(Task brief) In the records below, locate the line containing "Pick out every instance of the dark background", then output that line and all later lines exactly, through the last one.

(Information provided)

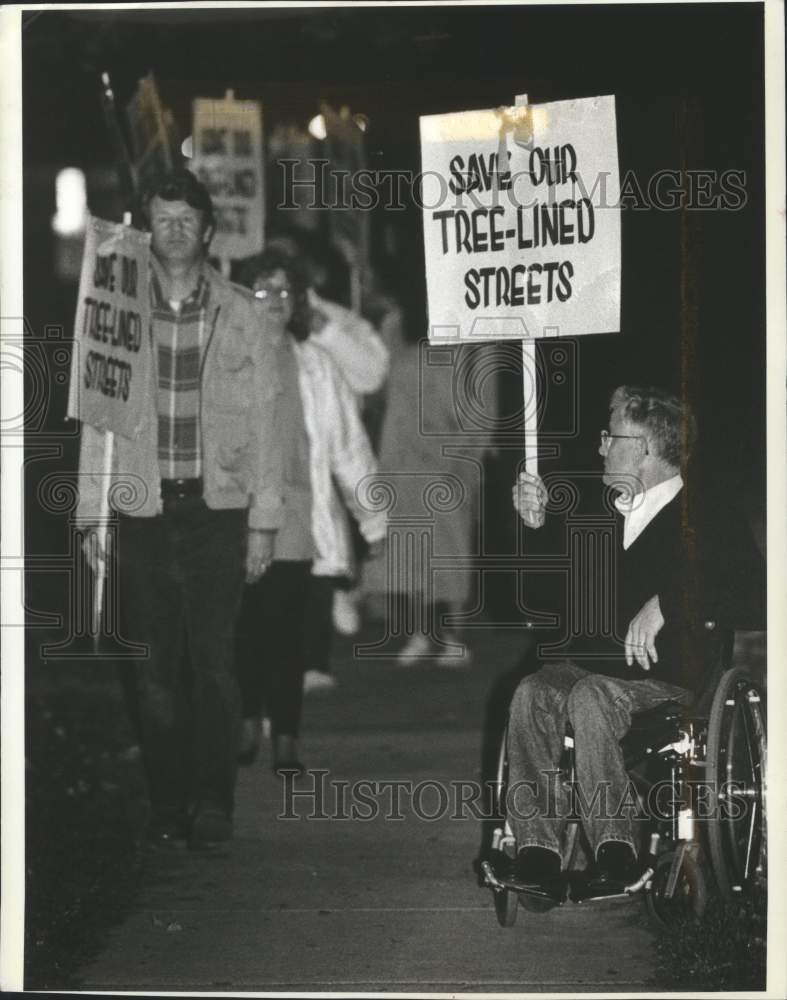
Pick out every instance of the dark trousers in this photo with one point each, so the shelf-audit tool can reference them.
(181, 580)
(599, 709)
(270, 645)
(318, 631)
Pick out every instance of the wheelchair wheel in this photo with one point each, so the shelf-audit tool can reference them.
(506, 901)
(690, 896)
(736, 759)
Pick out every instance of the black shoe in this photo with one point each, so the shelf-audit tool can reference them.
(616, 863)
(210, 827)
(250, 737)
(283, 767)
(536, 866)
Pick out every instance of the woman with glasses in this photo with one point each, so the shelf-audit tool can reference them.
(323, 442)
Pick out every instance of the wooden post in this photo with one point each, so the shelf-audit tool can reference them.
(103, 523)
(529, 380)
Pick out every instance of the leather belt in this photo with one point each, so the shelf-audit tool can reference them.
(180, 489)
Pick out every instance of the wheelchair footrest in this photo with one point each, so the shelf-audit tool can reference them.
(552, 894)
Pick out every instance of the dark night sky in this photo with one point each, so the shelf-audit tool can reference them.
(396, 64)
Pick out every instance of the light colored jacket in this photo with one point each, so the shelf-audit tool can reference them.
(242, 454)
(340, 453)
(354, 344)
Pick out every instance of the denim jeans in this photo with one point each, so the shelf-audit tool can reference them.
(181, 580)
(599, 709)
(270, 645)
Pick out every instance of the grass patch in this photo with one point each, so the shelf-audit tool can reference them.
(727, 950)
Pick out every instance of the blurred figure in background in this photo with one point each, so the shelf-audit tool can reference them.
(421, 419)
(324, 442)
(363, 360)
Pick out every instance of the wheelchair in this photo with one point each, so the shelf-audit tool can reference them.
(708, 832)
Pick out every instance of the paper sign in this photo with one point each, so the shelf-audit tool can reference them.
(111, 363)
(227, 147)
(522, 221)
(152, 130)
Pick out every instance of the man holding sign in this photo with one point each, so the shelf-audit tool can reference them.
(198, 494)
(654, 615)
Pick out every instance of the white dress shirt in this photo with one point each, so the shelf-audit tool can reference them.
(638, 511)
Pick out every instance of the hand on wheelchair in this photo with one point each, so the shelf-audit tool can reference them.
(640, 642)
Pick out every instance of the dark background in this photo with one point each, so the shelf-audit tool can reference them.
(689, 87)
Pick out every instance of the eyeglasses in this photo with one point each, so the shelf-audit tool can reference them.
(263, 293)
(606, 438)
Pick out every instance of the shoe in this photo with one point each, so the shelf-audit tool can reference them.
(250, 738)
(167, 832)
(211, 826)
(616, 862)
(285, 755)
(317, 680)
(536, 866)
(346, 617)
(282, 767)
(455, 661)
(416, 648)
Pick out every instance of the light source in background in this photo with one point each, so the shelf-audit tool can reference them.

(Correct answer)
Pick out every instance of the dark background in this photo with one point each, so the shelf-audit tool can reference them.
(689, 87)
Pick out every instance of the eyeglasses in this photo with one point each, so the shelf-audit tool can reference them.
(263, 293)
(606, 438)
Pick out every instance of the shoe in this photo with one point each, so the shelf-audit tool can reference them.
(250, 738)
(167, 832)
(211, 826)
(616, 862)
(285, 755)
(317, 680)
(536, 866)
(346, 617)
(282, 767)
(455, 661)
(416, 648)
Pick out every instance of the light source in background in this photo with one point each, so the shelf-audit tool can reference them.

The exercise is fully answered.